◆ **Excerpts of bounding box data**:

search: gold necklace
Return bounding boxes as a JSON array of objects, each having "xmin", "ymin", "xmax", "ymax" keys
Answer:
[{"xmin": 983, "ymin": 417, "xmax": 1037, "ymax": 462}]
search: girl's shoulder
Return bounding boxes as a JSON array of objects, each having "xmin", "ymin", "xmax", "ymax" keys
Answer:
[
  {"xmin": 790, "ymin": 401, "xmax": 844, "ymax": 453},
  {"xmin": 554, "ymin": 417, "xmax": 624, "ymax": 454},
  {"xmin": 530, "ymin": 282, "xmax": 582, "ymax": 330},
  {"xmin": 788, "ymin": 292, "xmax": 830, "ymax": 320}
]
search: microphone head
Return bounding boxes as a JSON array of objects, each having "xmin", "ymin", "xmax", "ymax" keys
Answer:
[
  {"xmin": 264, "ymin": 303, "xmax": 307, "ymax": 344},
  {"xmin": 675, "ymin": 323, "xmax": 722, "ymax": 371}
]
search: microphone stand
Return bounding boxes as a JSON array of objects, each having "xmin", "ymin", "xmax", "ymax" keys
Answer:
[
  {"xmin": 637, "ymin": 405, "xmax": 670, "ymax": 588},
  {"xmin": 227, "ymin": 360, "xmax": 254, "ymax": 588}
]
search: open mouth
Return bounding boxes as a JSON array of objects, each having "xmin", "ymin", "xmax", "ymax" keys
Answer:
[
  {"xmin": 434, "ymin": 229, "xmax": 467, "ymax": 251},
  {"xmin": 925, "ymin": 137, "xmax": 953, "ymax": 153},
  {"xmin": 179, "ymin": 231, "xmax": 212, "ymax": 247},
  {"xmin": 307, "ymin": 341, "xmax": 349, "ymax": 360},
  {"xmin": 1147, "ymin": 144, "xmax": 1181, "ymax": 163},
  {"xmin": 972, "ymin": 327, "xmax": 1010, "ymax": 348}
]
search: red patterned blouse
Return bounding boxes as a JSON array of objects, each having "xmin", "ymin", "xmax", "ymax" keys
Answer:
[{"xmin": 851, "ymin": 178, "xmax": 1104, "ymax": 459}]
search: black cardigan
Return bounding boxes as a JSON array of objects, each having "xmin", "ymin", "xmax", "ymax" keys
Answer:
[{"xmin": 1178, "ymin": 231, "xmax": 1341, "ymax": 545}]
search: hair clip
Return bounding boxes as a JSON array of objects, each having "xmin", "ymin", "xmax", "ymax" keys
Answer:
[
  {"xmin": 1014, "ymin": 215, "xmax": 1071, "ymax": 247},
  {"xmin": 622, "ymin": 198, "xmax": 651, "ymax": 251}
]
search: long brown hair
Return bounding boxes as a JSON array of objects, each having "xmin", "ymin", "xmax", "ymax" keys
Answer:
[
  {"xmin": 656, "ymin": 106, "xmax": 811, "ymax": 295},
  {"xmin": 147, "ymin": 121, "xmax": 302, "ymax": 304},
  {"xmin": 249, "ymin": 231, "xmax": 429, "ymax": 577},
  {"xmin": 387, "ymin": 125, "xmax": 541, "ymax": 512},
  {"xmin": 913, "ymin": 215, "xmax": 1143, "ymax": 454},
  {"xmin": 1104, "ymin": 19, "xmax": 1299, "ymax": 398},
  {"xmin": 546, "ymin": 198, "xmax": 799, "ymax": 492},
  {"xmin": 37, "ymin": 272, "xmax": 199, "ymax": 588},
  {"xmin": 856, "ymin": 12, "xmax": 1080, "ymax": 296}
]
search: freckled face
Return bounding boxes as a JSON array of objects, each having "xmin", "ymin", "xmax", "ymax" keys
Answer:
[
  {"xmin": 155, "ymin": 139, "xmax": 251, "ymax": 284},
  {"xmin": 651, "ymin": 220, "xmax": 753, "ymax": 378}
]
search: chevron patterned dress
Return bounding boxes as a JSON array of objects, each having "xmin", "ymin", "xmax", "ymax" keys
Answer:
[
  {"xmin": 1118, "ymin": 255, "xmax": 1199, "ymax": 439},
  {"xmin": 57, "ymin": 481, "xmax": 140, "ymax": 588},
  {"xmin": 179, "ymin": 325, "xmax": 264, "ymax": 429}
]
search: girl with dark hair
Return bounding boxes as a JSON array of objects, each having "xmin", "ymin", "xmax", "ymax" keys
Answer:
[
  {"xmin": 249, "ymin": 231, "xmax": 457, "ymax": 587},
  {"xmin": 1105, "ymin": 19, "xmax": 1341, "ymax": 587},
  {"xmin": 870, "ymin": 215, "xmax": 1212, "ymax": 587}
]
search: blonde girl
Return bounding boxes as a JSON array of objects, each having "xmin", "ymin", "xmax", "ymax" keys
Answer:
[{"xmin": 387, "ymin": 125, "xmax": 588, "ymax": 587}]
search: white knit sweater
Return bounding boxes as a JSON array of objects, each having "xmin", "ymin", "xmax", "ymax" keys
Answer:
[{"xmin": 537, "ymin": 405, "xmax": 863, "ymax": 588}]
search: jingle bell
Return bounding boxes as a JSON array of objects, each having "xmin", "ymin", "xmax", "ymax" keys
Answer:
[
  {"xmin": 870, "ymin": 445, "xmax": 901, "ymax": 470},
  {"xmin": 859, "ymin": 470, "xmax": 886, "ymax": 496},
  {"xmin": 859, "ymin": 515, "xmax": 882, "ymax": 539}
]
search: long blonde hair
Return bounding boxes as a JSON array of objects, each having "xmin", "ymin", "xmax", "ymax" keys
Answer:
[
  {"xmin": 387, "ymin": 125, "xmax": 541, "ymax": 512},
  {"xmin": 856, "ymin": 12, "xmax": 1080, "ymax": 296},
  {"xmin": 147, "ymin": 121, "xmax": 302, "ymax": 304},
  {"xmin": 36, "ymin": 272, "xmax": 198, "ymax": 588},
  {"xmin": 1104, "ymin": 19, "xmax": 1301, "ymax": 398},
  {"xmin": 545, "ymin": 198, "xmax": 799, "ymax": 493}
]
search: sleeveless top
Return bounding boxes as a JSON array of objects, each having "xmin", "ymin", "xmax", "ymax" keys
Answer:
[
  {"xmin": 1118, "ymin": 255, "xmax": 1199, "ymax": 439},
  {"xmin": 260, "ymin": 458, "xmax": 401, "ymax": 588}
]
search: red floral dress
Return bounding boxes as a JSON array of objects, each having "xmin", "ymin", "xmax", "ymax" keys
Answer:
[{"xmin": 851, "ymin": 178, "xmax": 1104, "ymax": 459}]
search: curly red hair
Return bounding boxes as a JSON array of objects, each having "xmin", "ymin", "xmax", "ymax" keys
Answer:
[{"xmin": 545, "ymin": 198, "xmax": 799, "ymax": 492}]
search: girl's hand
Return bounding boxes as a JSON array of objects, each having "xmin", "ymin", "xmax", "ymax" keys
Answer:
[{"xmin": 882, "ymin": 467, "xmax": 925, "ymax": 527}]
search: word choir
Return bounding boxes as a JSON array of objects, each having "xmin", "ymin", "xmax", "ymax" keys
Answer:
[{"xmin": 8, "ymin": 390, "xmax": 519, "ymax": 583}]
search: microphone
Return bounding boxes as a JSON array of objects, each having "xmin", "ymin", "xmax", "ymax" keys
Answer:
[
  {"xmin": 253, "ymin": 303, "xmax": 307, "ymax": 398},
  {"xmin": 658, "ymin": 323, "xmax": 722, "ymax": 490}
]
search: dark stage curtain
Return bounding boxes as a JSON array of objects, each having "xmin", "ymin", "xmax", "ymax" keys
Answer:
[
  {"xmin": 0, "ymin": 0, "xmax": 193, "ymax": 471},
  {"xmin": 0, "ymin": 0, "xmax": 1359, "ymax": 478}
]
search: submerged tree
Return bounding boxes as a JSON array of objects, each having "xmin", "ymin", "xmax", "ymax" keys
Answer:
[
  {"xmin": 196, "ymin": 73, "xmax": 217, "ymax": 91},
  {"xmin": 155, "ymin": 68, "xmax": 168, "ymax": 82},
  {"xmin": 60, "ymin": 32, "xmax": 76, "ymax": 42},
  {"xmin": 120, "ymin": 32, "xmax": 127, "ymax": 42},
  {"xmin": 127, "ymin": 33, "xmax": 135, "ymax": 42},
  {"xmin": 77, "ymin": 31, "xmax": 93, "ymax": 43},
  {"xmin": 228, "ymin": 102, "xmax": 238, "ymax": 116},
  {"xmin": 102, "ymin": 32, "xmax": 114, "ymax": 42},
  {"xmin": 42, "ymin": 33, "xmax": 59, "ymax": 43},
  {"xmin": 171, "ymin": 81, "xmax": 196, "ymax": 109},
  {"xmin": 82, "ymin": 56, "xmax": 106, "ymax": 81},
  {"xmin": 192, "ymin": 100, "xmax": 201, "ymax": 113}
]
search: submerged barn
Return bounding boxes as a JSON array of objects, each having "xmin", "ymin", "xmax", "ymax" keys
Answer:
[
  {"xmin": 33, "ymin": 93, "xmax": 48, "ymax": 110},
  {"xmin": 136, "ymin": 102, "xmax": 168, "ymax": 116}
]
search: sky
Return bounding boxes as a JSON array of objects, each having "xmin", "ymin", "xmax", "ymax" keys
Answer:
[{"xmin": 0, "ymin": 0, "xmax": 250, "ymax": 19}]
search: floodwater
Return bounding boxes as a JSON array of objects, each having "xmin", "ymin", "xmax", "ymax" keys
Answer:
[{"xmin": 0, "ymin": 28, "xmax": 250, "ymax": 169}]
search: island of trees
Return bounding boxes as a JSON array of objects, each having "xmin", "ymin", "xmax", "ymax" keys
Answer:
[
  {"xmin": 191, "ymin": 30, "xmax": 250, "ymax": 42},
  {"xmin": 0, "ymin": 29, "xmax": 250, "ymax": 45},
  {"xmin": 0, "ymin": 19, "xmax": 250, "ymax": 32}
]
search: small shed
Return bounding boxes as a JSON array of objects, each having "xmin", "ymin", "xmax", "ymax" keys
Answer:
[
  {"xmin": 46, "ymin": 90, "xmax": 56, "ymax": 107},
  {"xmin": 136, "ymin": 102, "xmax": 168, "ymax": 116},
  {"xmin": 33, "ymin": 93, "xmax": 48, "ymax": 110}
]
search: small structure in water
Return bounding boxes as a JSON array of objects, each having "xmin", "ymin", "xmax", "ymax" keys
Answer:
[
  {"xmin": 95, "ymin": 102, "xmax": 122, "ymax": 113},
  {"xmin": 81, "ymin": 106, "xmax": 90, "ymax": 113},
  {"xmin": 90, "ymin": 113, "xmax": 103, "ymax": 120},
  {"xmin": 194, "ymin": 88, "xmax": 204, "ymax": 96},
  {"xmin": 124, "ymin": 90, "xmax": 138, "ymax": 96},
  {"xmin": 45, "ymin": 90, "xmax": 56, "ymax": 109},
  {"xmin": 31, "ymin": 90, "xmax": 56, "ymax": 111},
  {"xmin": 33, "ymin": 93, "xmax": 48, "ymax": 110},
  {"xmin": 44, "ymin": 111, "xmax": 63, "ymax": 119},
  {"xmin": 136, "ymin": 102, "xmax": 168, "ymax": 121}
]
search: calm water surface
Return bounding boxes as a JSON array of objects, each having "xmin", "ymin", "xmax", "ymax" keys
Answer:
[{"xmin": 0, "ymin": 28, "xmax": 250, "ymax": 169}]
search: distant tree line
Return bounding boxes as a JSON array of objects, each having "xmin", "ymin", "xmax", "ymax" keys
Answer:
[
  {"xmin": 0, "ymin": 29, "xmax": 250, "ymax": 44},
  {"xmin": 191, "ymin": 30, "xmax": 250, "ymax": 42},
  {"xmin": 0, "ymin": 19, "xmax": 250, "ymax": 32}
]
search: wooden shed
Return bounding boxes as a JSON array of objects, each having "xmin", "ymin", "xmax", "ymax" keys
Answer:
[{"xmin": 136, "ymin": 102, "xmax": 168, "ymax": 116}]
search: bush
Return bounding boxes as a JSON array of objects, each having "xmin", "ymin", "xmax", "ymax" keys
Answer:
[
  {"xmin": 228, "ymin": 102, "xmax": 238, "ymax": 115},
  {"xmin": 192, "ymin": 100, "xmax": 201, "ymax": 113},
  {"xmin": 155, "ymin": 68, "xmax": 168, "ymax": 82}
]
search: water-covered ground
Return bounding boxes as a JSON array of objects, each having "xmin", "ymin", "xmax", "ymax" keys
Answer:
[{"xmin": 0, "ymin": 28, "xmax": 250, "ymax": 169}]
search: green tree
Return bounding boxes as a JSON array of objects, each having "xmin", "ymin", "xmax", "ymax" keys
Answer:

◆ **REQUIREMENTS**: Gather each line from the items above that contains the word "dark", and copy those lines in full.

◆ **WORKED ANSWER**:
search: girl with dark hair
search: dark stage curtain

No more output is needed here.